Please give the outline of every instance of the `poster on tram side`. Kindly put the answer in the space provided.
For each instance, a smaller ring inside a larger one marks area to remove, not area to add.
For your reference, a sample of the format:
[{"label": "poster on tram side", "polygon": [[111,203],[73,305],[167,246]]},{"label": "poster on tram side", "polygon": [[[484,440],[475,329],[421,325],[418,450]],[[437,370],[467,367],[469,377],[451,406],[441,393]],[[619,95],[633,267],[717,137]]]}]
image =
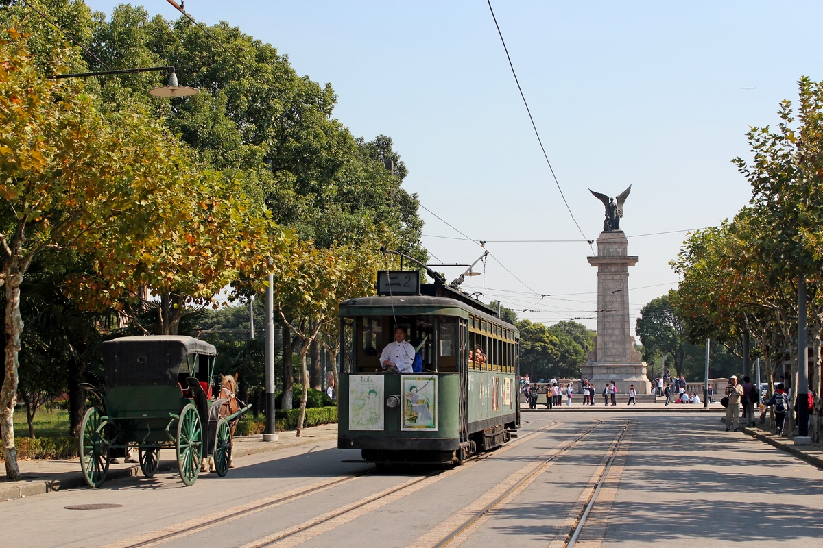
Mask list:
[{"label": "poster on tram side", "polygon": [[383,430],[384,376],[349,375],[349,430]]},{"label": "poster on tram side", "polygon": [[403,392],[402,431],[437,431],[437,376],[401,378]]}]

### Work to complete:
Copy every one of the lines above word for word, leaving out the picture.

### Output for this exercise:
Please give the outline of every instance of the `poster on tram side`. Kindly put the answer in the space provided.
For each instance, a smaller ring inside a larger one marks area to remove, not area to add.
For your reference, a sample of the format:
[{"label": "poster on tram side", "polygon": [[111,203],[73,305],[167,246]]},{"label": "poster on tram side", "polygon": [[[484,440],[475,329],[421,325],[418,450]],[[437,370],[467,367],[469,377],[451,406],[441,393]],[[619,95],[633,267],[717,137]]]}]
image =
Mask list:
[{"label": "poster on tram side", "polygon": [[383,430],[384,376],[349,375],[349,430]]},{"label": "poster on tram side", "polygon": [[403,392],[402,431],[437,431],[437,376],[401,378]]}]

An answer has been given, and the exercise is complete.